## Assigned task
Within the records below is a range that opens at the line with "Query: roof eave" and closes at the line with "[[527, 347], [170, 410], [309, 21], [333, 354]]". Return that range word for word, both ends included, and only that range.

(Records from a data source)
════════════════
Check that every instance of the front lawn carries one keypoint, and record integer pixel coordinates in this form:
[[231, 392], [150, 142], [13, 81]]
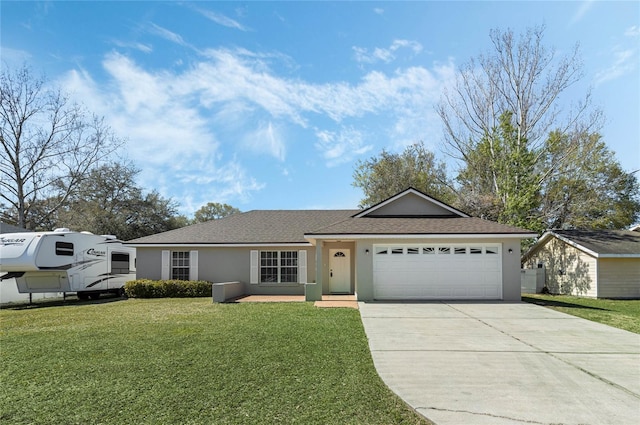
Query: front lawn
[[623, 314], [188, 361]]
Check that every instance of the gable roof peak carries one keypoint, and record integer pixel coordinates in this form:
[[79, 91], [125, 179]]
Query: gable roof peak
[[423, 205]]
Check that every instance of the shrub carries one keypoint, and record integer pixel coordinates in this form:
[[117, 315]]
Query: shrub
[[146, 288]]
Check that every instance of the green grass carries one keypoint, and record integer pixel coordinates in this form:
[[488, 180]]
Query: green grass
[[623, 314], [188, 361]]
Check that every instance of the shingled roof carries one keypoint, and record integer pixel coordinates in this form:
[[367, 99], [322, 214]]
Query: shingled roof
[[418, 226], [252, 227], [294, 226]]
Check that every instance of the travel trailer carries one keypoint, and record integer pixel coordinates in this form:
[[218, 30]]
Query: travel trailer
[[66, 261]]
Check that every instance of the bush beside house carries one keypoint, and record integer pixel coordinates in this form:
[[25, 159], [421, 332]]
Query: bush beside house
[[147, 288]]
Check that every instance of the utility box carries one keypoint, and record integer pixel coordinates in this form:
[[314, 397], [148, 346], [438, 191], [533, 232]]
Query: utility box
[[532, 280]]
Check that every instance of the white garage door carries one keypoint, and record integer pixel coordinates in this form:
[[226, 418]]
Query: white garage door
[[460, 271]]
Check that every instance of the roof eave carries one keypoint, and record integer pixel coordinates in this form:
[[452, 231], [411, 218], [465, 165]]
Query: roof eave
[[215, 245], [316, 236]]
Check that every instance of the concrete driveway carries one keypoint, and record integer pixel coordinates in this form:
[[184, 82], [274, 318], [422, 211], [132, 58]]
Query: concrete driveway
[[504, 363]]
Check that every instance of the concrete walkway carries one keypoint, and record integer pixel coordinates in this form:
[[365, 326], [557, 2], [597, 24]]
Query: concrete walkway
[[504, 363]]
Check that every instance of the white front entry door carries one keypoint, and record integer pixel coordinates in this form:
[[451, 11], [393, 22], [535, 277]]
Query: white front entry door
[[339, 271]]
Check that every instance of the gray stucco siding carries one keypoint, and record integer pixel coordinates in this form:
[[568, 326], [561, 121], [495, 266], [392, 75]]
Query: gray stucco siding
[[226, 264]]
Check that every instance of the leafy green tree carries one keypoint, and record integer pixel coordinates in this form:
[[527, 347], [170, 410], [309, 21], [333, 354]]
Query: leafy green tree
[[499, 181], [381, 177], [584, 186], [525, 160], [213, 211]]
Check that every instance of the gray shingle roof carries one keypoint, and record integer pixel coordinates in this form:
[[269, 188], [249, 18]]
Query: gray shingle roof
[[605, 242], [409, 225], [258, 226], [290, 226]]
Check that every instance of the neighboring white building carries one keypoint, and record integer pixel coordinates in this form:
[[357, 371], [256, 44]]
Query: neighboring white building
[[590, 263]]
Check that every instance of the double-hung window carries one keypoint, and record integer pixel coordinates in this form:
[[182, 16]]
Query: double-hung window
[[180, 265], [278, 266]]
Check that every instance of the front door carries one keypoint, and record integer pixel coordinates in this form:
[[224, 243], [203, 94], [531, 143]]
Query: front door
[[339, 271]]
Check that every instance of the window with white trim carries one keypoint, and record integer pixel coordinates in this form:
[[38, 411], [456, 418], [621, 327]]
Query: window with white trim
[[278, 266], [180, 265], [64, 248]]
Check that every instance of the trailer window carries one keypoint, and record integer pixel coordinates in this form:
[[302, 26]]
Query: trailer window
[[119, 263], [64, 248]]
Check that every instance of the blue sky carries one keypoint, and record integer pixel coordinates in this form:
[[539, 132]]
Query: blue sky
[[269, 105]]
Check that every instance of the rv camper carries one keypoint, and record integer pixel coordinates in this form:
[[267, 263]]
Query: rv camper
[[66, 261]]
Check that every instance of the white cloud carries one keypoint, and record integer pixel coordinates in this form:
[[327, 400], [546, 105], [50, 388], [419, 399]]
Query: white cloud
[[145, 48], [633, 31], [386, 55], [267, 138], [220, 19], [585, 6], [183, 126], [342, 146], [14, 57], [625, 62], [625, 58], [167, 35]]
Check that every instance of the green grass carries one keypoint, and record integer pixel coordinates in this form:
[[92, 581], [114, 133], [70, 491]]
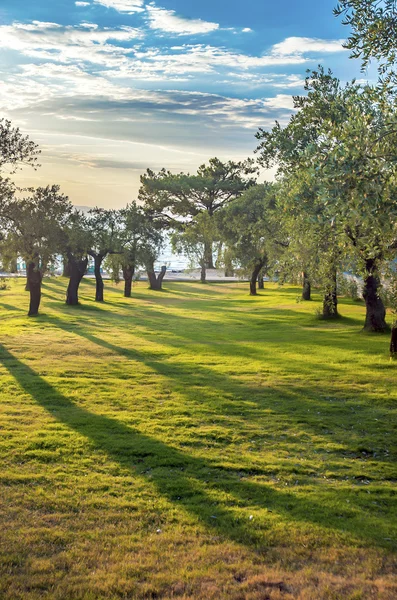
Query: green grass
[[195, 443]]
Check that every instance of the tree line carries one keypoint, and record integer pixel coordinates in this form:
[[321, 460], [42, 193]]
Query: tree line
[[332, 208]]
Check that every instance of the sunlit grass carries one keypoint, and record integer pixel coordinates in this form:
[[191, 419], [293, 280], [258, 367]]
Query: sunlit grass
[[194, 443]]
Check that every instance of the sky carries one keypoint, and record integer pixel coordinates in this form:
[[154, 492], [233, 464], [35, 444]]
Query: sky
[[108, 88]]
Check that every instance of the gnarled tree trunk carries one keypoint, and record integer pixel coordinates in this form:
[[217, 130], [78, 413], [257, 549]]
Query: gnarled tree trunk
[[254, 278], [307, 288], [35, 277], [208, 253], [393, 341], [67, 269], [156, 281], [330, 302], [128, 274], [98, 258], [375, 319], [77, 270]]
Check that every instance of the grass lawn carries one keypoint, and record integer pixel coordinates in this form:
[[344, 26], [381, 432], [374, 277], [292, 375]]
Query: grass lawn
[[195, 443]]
════════════════
## Answer
Query: roof eave
[[215, 245], [316, 236]]
Check that every instance of the concrete driveway carries one keypoint, and record integer pixel coordinates in this form:
[[184, 82], [274, 318], [422, 211], [132, 58]]
Query: concrete driveway
[[504, 363]]
Check that every instance of the concrete walkway carries one keypoint, and record integer pixel coordinates in this form:
[[365, 326], [557, 2], [597, 24]]
Query: concrete walkway
[[504, 363]]
Check that every instance of the white front entry door carries one keypoint, and record integer pixel coordinates in this form:
[[451, 11], [393, 22], [535, 277]]
Query: white front entry door
[[339, 271]]
Check that every instance of the gray stucco siding carries one keypoint, and record integer pixel coordinates in this form:
[[568, 326], [561, 121], [495, 266], [392, 75]]
Query: gray stucco siding
[[226, 264]]
Check that every instance of the leafy green tree carries one keypoint, and record integer pixel coordinates in this form:
[[527, 347], [170, 410], [309, 21], [333, 354]]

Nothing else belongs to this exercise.